◆ BRIEF ◆
Please duplicate the stretch of the article below on the Ithaca Ballet's "Nutcracker" from "Except perhaps 30" through "than a month.", word for word.

◆ TEXT TO READ ◆
=======
On a damp, chilly Tuesday evening on North Plain Street in Ithaca, only a few illuminated houses murmur hints of holiday cheer. The rest do not twinkle, they slump, their darkened angles drooping in perpetual, disinterested shrugs. Here, the groan of a passing car — normally a mere accent to a whizzing suburban symphony — seems as abrasive as a jet engine. It’s 23 nights before Christmas, and all through this neighborhood not a creature is stirring.
Except perhaps 30 mice. And an army of toy soldiers, animated candies, fairies and gumdrop royalty. Though hard to spot, they’re certainly busy — crammed shoulder to shoulder inside the Ithaca Ballet’s angular studio, pointing toes and polishing twirls. They’re flowing in and out of kaleidoscopic formations, perfecting dances for this year’s production of “The Nutcracker,” slated to run at the State Theatre Dec. 12 to 14.
A tradition now nearing its 25th year, the Ithaca Ballet’s take on the Tchaikovsky classic will enlist the participation of a few formally trained professionals and aspiring amateurs, along with dozens of young children and eager parents. In spite of its enormous cast and complex choreography, the show is regularly pieced together in just a short period of time — this year, in just more than a month.
“We had a really truncated rehearsal process this year because our fall show was Oct. 25 and 26,” said Cindy Reid, Ithaca Ballet’s co-artistic director. “We dove into rehearsal.”
A wiry, jubilant woman whose own dancing background includes stints at New York’s Ballet Repertory Co. and Chicago’s Arie Crown Theatre, Reid said she has been pleased with the production’s progress thus far.
“Everything has been amazingly smooth,” she said. “I guess that’s the big surprise.”
For others, the ballet’s rapid development is not so astonishing. Freshman Teresa Lynn, a nine-year Ithaca Ballet veteran, has tried on a number of “Nutcracker” roles over the years. She said as dancers compete for the top spots, a combination of dedication and competition drives the rehearsals forward at a rapid pace.
“‘The Nutcracker’ is always a gauging production,” she said. “It kind of tells you where you are in the company – are you closer to the top or are you less?”
Lynn, who slices her days into neat segments in order to accommodate both schoolwork and 20 hours of weekly ballet practice, said that certain things inevitably get pushed aside in the final days before stepping under the lights.
“I generally do Christmas shopping after ‘The Nutcracker,’” she said laughing.
=======
(Records)
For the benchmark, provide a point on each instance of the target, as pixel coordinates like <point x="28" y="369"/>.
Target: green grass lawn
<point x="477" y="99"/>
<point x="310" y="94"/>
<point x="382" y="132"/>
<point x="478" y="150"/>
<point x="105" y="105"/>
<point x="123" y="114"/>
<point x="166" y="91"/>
=======
◆ ANSWER TO THIS EXERCISE ◆
Except perhaps 30 mice. And an army of toy soldiers, animated candies, fairies and gumdrop royalty. Though hard to spot, they’re certainly busy — crammed shoulder to shoulder inside the Ithaca Ballet’s angular studio, pointing toes and polishing twirls. They’re flowing in and out of kaleidoscopic formations, perfecting dances for this year’s production of “The Nutcracker,” slated to run at the State Theatre Dec. 12 to 14.
A tradition now nearing its 25th year, the Ithaca Ballet’s take on the Tchaikovsky classic will enlist the participation of a few formally trained professionals and aspiring amateurs, along with dozens of young children and eager parents. In spite of its enormous cast and complex choreography, the show is regularly pieced together in just a short period of time — this year, in just more than a month.